===== Document segment =====

Aliens 30th Anniversary: The Original Comics Series
by Mark Verheiden and Mark A. Nelson
Mark Verheiden obviously understood that the inferences made by Dan O’Bannon’s and Ronald Shusett’s original script for Alien would necessarily exceed the genre’s simplistic topoi in a way that – conversely – James Cameron sought to essentially preserve. And to great effect. Aliens is unarguably the franchise’s pièce de résistance. Prometheus leaped boldly in the opposite direction, brandishing a narrative that Ridley Scott had calibrated in such a way as to differentiate the film from Aliens mythology proper – with the result that most of its audience went fucking splenetic over all that undue emphasis on Engineers and shit on the one hand; and the notable absence of the hissing, salivating, acid-pissing xenomorph on the other. Verheiden saw the franchise’s vanishing points in much sharper relief long before Prometheus hit the screen, however; and although the series and its two sequels were eventually rendered non-canonical by the arrival of an underwhelming Alien 3 in 1992, Verheiden’s architectonic trounced the approach 20th Century Fox took – if not by the measure of his evident ambition to broaden the franchise’s conceptual scope, then certainly by the commercial success and positive critical reception that proved so elusive to David Fincher’s film. This book is kind of schismatic in that sense. And if you caught wind of what Neill Blomkamp’s blueprint for Alien 5 entailed, there does indeed exist a constituency for which giving the most basic fuck about Alien 3 and Alien Resurrection isn’t a priority at all.

===== Excerpted data =====

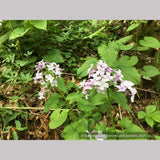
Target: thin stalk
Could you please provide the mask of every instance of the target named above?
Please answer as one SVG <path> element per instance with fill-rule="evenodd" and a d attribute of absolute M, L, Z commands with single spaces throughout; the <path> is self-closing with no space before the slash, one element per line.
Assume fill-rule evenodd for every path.
<path fill-rule="evenodd" d="M 112 108 L 111 108 L 111 102 L 110 102 L 110 98 L 109 98 L 109 91 L 107 90 L 107 105 L 109 107 L 109 111 L 110 111 L 110 116 L 111 116 L 111 121 L 112 121 L 112 126 L 115 128 L 114 125 L 114 120 L 113 120 L 113 115 L 112 115 Z"/>

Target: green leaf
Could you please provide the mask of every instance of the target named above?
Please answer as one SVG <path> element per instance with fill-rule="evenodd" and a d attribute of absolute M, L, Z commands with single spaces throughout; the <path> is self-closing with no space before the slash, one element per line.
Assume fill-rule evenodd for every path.
<path fill-rule="evenodd" d="M 152 112 L 156 111 L 156 105 L 149 105 L 146 107 L 146 113 L 149 115 Z"/>
<path fill-rule="evenodd" d="M 30 23 L 38 29 L 47 30 L 47 20 L 30 20 Z"/>
<path fill-rule="evenodd" d="M 153 128 L 153 125 L 154 125 L 154 121 L 150 118 L 150 117 L 146 117 L 145 118 L 145 121 L 147 122 L 147 124 Z"/>
<path fill-rule="evenodd" d="M 119 59 L 119 66 L 134 66 L 136 65 L 138 62 L 138 58 L 137 56 L 132 56 L 132 57 L 129 57 L 129 56 L 122 56 L 120 59 Z"/>
<path fill-rule="evenodd" d="M 82 77 L 87 76 L 87 70 L 91 67 L 91 64 L 96 64 L 97 59 L 89 57 L 80 68 L 77 70 L 78 78 L 81 79 Z"/>
<path fill-rule="evenodd" d="M 97 93 L 95 96 L 90 98 L 90 101 L 93 105 L 101 105 L 106 103 L 106 96 L 101 93 Z"/>
<path fill-rule="evenodd" d="M 22 37 L 25 33 L 27 33 L 30 28 L 19 27 L 13 30 L 13 32 L 9 36 L 9 40 L 16 39 L 18 37 Z"/>
<path fill-rule="evenodd" d="M 105 27 L 100 28 L 100 29 L 99 29 L 98 31 L 96 31 L 95 33 L 92 33 L 91 35 L 86 36 L 86 37 L 84 37 L 83 39 L 86 39 L 86 38 L 92 39 L 94 36 L 97 36 L 99 33 L 101 33 L 101 31 L 103 31 L 104 28 L 105 28 Z"/>
<path fill-rule="evenodd" d="M 66 100 L 69 101 L 69 104 L 72 104 L 73 102 L 79 102 L 81 101 L 81 98 L 83 97 L 83 94 L 77 94 L 77 93 L 70 93 L 67 97 Z"/>
<path fill-rule="evenodd" d="M 123 51 L 127 51 L 133 48 L 133 45 L 124 45 L 124 44 L 119 44 L 119 49 Z"/>
<path fill-rule="evenodd" d="M 160 74 L 159 70 L 151 65 L 146 65 L 143 67 L 144 71 L 141 71 L 140 74 L 144 77 L 154 77 Z"/>
<path fill-rule="evenodd" d="M 160 111 L 156 111 L 154 113 L 150 114 L 150 117 L 156 121 L 156 122 L 160 122 Z"/>
<path fill-rule="evenodd" d="M 66 121 L 69 110 L 65 109 L 61 113 L 60 113 L 60 111 L 61 111 L 61 109 L 58 108 L 52 112 L 52 114 L 50 116 L 50 123 L 49 123 L 50 129 L 55 129 L 55 128 L 61 126 Z"/>
<path fill-rule="evenodd" d="M 91 114 L 92 110 L 95 109 L 95 106 L 92 103 L 83 99 L 77 103 L 77 106 L 81 111 L 84 111 L 88 114 Z"/>
<path fill-rule="evenodd" d="M 7 32 L 5 35 L 0 37 L 0 45 L 2 45 L 10 36 L 11 31 Z"/>
<path fill-rule="evenodd" d="M 142 118 L 144 118 L 144 117 L 146 117 L 146 113 L 143 112 L 143 111 L 139 111 L 139 112 L 138 112 L 138 119 L 142 119 Z"/>
<path fill-rule="evenodd" d="M 59 77 L 59 78 L 57 79 L 57 86 L 58 86 L 58 89 L 59 89 L 60 91 L 63 91 L 64 93 L 68 93 L 67 88 L 66 88 L 66 86 L 65 86 L 65 83 L 64 83 L 64 80 L 63 80 L 62 77 Z"/>
<path fill-rule="evenodd" d="M 121 69 L 122 74 L 124 75 L 124 80 L 131 81 L 135 85 L 140 84 L 141 77 L 135 67 L 119 66 L 119 68 Z"/>
<path fill-rule="evenodd" d="M 14 140 L 18 140 L 18 135 L 17 135 L 17 132 L 16 132 L 16 131 L 13 131 L 13 132 L 12 132 L 12 136 L 13 136 L 13 139 L 14 139 Z"/>
<path fill-rule="evenodd" d="M 124 37 L 124 38 L 121 38 L 121 39 L 117 40 L 116 42 L 118 42 L 118 43 L 126 43 L 126 42 L 128 42 L 129 40 L 131 40 L 132 37 L 133 37 L 133 35 L 126 36 L 126 37 Z"/>
<path fill-rule="evenodd" d="M 120 104 L 123 108 L 125 108 L 128 111 L 131 111 L 130 107 L 127 104 L 127 98 L 124 95 L 124 93 L 121 92 L 110 92 L 111 97 Z"/>
<path fill-rule="evenodd" d="M 43 60 L 46 62 L 55 62 L 55 63 L 63 63 L 64 59 L 62 57 L 61 51 L 58 49 L 51 49 L 47 52 L 48 54 L 46 54 L 43 57 Z"/>
<path fill-rule="evenodd" d="M 110 49 L 105 44 L 102 44 L 98 47 L 98 54 L 100 55 L 101 59 L 108 64 L 108 66 L 112 66 L 114 64 L 118 51 L 114 49 Z"/>
<path fill-rule="evenodd" d="M 49 111 L 51 108 L 57 108 L 58 102 L 59 102 L 58 94 L 52 93 L 44 106 L 43 113 Z"/>
<path fill-rule="evenodd" d="M 139 41 L 140 45 L 150 48 L 160 48 L 160 42 L 154 37 L 144 37 Z"/>
<path fill-rule="evenodd" d="M 88 121 L 82 118 L 78 122 L 72 122 L 67 125 L 61 133 L 61 136 L 65 140 L 80 140 L 83 139 L 80 137 L 80 134 L 86 133 L 86 130 L 88 130 Z M 84 139 L 86 138 L 84 137 Z"/>
<path fill-rule="evenodd" d="M 132 24 L 128 27 L 127 31 L 126 32 L 129 32 L 135 28 L 139 27 L 139 23 L 136 23 L 136 24 Z"/>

=====

* **Goal**
Do these statements agree with the review of the Aliens comics series? Answer each with yes or no, and quote the words from the review that decide it.
(a) The review calls Aliens the franchise's pièce de résistance.
(b) According to the review, the comics series and its two sequels stayed canonical after Alien 3 came out.
(c) The review credits Dan O'Bannon and Ronald Shusett with the original script for Alien.

* **Result of this exercise**
(a) Yes: "Aliens is unarguably the franchise’s pièce de résistance."
(b) No: "the series and its two sequels were eventually rendered non-canonical by the arrival of an underwhelming Alien 3 in 1992"
(c) Yes: "Dan O’Bannon’s and Ronald Shusett’s original script for Alien"